What this task involves
Starting at the line containing "Where can you find the black helmet" and ending at the last of the entries, update those lines by replacing "police" with "patrol" and leaving everything else unchanged.

Excerpted data
-------------------------
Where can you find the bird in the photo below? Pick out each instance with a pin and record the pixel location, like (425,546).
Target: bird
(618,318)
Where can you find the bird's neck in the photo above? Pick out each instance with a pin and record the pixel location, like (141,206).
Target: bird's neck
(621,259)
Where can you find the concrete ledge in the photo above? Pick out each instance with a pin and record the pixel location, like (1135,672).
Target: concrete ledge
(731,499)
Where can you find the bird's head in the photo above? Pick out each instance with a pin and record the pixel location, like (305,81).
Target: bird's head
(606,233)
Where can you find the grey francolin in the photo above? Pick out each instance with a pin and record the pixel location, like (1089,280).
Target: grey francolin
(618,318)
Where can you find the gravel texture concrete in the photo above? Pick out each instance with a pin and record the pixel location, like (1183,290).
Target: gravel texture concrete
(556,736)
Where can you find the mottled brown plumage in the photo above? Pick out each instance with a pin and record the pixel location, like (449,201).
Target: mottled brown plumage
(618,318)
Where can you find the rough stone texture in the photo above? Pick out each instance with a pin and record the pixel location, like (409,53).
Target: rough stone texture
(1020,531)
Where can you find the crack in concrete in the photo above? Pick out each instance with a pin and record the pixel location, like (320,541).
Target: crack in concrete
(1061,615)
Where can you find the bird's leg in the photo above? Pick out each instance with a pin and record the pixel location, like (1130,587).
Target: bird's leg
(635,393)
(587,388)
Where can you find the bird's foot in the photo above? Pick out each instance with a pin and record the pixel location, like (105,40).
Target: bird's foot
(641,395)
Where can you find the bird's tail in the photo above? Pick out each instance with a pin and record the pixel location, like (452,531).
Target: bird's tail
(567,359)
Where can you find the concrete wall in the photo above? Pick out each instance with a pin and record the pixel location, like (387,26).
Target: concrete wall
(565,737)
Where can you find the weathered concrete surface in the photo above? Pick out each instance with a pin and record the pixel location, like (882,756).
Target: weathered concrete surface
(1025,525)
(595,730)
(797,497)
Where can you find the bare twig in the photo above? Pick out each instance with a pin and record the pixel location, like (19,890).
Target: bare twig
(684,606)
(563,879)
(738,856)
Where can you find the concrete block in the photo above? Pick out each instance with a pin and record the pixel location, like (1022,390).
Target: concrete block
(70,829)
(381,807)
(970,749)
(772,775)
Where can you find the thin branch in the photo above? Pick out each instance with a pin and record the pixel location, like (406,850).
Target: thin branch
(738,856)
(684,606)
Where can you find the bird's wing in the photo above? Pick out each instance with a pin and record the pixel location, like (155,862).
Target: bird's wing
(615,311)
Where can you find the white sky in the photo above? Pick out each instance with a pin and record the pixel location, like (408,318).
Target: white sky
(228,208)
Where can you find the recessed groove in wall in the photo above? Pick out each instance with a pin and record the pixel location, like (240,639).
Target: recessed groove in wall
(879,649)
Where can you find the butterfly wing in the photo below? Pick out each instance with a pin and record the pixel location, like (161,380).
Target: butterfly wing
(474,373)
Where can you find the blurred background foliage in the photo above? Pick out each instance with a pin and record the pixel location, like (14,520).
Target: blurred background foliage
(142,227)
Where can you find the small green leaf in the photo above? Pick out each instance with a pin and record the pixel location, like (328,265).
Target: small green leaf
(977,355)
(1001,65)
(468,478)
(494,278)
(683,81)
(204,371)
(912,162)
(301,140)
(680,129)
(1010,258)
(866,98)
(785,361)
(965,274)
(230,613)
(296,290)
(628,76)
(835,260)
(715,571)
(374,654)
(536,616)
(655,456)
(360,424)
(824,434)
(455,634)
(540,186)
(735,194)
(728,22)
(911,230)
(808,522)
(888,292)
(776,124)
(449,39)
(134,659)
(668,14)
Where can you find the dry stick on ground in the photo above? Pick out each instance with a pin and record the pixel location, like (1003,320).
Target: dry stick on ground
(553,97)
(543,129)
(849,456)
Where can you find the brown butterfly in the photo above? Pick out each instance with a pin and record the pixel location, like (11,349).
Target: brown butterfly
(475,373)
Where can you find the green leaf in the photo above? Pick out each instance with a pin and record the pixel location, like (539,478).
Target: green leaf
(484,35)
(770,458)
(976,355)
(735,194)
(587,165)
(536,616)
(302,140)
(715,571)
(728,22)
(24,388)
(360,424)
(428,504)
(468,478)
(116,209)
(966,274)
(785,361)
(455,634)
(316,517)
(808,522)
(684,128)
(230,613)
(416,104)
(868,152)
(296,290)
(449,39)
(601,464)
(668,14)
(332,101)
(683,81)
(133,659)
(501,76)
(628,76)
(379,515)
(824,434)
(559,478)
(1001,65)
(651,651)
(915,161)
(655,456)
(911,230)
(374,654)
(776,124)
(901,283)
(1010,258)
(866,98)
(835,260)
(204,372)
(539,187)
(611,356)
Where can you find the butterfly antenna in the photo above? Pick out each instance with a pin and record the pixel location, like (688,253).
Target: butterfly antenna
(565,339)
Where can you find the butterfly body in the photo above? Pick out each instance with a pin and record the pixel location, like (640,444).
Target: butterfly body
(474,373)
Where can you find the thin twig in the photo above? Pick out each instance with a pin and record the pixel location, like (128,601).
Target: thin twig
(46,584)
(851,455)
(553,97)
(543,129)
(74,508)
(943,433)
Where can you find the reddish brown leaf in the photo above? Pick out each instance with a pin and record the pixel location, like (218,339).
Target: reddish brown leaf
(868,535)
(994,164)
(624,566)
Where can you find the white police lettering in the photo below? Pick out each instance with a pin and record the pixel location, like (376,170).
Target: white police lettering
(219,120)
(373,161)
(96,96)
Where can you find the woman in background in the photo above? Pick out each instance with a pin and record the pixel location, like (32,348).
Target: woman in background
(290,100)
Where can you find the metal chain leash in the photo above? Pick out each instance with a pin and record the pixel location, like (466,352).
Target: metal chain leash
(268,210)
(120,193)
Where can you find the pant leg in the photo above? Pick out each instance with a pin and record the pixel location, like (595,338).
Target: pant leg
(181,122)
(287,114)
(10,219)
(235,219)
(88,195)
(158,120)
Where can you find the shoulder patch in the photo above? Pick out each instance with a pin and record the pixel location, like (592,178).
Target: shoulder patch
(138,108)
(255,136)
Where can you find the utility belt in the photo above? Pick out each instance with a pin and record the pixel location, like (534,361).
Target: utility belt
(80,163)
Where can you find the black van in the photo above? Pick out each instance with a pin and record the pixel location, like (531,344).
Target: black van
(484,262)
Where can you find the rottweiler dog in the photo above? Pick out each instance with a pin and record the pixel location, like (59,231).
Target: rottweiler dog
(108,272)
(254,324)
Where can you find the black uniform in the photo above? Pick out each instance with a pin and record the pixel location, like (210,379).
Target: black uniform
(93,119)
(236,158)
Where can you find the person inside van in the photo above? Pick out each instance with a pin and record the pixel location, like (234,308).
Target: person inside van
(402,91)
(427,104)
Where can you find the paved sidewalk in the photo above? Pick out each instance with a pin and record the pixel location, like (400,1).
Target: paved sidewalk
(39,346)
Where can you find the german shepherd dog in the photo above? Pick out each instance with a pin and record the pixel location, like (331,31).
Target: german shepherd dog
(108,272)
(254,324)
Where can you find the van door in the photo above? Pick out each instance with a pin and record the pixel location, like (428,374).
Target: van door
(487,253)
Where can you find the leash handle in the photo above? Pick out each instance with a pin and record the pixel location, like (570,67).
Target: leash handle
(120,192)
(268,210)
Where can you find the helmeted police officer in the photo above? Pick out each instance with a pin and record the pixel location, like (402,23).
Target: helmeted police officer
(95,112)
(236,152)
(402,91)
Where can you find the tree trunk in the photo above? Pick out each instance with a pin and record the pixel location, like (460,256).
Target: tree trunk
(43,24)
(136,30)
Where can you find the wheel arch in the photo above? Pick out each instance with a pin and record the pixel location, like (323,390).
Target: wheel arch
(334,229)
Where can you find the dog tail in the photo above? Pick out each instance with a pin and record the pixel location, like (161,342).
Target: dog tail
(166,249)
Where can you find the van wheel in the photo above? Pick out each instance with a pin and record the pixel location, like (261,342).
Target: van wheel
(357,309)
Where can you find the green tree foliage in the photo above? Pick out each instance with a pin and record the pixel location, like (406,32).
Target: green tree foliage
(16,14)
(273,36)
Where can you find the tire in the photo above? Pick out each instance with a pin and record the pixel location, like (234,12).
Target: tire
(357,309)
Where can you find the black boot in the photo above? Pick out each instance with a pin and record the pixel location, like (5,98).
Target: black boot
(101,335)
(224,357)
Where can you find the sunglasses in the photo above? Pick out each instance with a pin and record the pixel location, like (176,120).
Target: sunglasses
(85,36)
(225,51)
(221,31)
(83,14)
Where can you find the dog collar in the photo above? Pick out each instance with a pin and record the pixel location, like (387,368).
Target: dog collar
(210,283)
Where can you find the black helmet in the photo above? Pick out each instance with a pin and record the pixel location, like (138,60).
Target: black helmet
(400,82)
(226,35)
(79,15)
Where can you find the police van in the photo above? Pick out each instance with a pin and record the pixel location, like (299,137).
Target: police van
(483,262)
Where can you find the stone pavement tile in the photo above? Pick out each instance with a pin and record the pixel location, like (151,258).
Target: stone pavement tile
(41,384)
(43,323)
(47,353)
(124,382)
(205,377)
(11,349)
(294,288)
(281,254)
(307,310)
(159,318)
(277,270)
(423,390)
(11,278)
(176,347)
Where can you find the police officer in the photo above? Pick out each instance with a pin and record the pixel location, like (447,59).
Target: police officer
-------------------------
Written response
Where can you find the black helmet in the photo above? Pick out each instance with a pin and record the pixel location, like (138,60).
Target: black helmet
(400,82)
(226,35)
(79,15)
Where can you find the patrol van in the photo above? Pick out each instance with a pin and record the pixel location, like (299,137).
Target: patrol van
(483,262)
Where can you find the stone pavement tile in the photo above? Pick out each instance with a pin and record the pixel location, like (151,258).
Target: stone pavement tile
(41,384)
(43,323)
(47,353)
(124,382)
(205,377)
(11,349)
(294,288)
(281,254)
(307,310)
(159,318)
(277,270)
(423,390)
(11,278)
(176,347)
Where can you find the patrol officer in the photo above? Pick out each instance with a pin and record the pixel location, like (447,59).
Target: patrol officer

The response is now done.